__Article__
───

2. A wall structure adapted to have a gas flow over the exterior
surface of the wall in a particular direction and having a porous
wall for transpiration cooling of the structure by a cooling gas
discharged from the inner side of the wall through pores in the
wall to the exterior thereof characterized by an outside layer
having an array of pores extending through the said layer; the
outside layer comprising two laminae abutting and bonded together,
an outer and an inner lamina; each pore being defined by two
intersecting pits extending through the outer and inner laminae,
respectively, each pit only partially overlapping the other, the
pit extending through the inner lamina being offset upstream, with
reference to the direction of flow over the surface, with respect
to the pit extending through the outer lamina, the opening defined
by the intersection between the said pits being in the bottom of
each pit and having an axis directed substantially normal to the
faces of the layer.
3. A hollow airfoil adapted to have a gas flow over the exterior
surface of the airfoil in a particular direction and having a
porous wall for transpiration cooling of the airfoil by a cooling
gas discharged from the interior of the wall through pores in the
wall to the exterior thereof characterized by an outside layer
having an array of pores extending through the said layer; each
pore being defined by two intersecting pits extending into the
exterior and interior faces of the layer, respectively, each pit
only partially overlapping the other, the pit extending into the
interior face being offset upstream, with reference to the
direction of flow over the surface, with respect to the pit
extending into the exterior face, the opening defined by the
intersection between the said pits being substantially entirely in
the bottom of each pit and having an axis directed at an angle of
less than 30.degree. to the normal to the faces of the layer.
4. A hollow airfoil adapted to have a gas flow over the exterior
surface of the airfoil in a particular direction and having a
porous wall for transpiration cooling of the airfoil by a cooling
gas discharged from the interior of the wall through pores in the
wall to the exterior thereof characterized by an outside layer
having an array of pores extending through the said layer; each
pore being defined by two intersecting pits extending into the
exterior and interior faces of the layer, respectively, each pit
only partially overlapping the other, the pit extending into the
interior face being offset upstream, with reference to the
direction of flow over the surface, with respect to the pit
extending into the exterior face, the opening defined by the
intersection between the said pits being in the bottom of each pit
and having an axis directed substantially normal to the faces of
the layer; the said outside layer comprising an outer lamina and an
inner lamina, the said pits being within the respective laminae and
overlapping at the interface between the laminae.

───

__Provided data__

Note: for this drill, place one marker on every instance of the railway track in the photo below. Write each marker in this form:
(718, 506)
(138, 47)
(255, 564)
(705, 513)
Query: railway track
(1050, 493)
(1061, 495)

───

__What you need to do__
Decide whether each statement agrees with the claims, answering yes or no and quoting the deciding words. (a) In claim 2, the pit through the inner lamina is offset upstream of the pit through the outer lamina. (b) In claim 3, the opening between the pits lies at the top of each pit. (c) In claim 4, the outside layer is a single lamina. Answer from the claims alone, not from the rows.

__Answer for the task__
(a) Yes: "the pit extending through the inner lamina being offset upstream"
(b) No: "being substantially entirely in the bottom of each pit"
(c) No: "the said outside layer comprising an outer lamina and an inner lamina"